--- Work instruction 1 ---
In the article on the Hyundai and Kia penalties, revise everything from "In addition to" down to "in the future.", putting "testing facility" in place of "test center".
--- Work instruction 2 ---
List every calendar year mentioned in the article on the Hyundai and Kia penalties.

--- Text section ---
Hyundai Motor America and Kia Motors America agreed Friday to pay civil penalties totaling $210 million for failing to recall more than 1.6 million vehicles in a timely manner to fix engine problems.

The National Highway Traffic Safety Administration announced the penalties, which come after the agency conducted a three-year investigation into recalls of Hyundai and Kia vehicles going back to the 2011 model year.

“It’s critical that manufacturers appropriately recognize the urgency of their safety recall responsibilities and provide timely and candid information to the agency about all safety issues,” said James Owens, NHTSA deputy administrator, in a press release.

In addition to the fines, Kia will create a new U.S. safety office and Hyundai will construct a U.S. test center for safety investigations. Both South Korean-based companies agreed to develop better data analytics to more effectively detect safety issues in the future.

The problems are related to vehicles equipped with the manufacturers’ Theta II engines. The quality issues were at the center of recalls between 2015 and 2017. The specific problem was that some bearings showed a tendency for wearing out in such a way that could lead to engine failure.

--- Lines taken from a collection ---
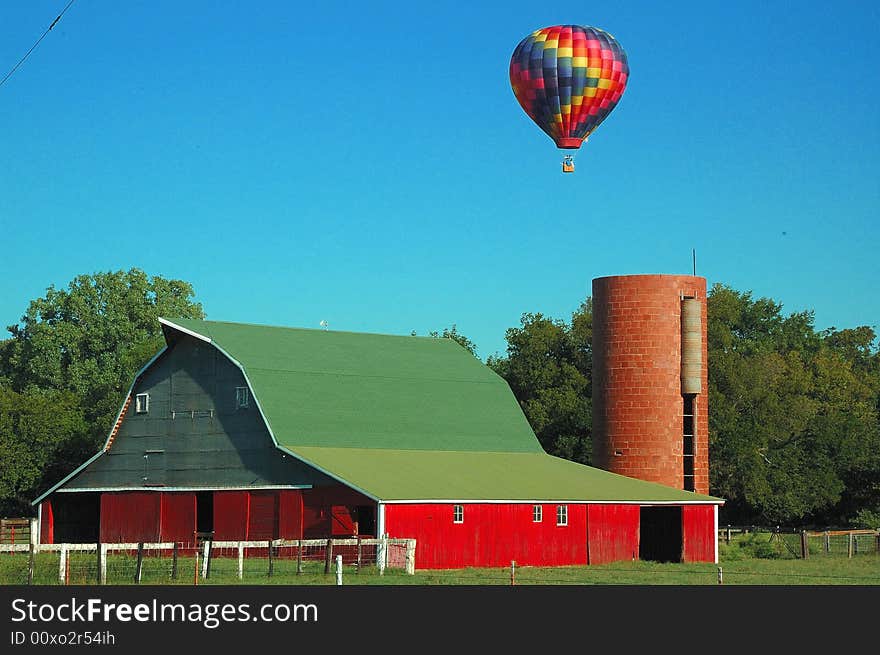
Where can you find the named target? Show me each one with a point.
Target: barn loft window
(687, 449)
(562, 515)
(142, 403)
(242, 397)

--- Result 1 ---
In addition to the fines, Kia will create a new U.S. safety office and Hyundai will construct a U.S. testing facility for safety investigations. Both South Korean-based companies agreed to develop better data analytics to more effectively detect safety issues in the future.

--- Result 2 ---
2011, 2015, 2017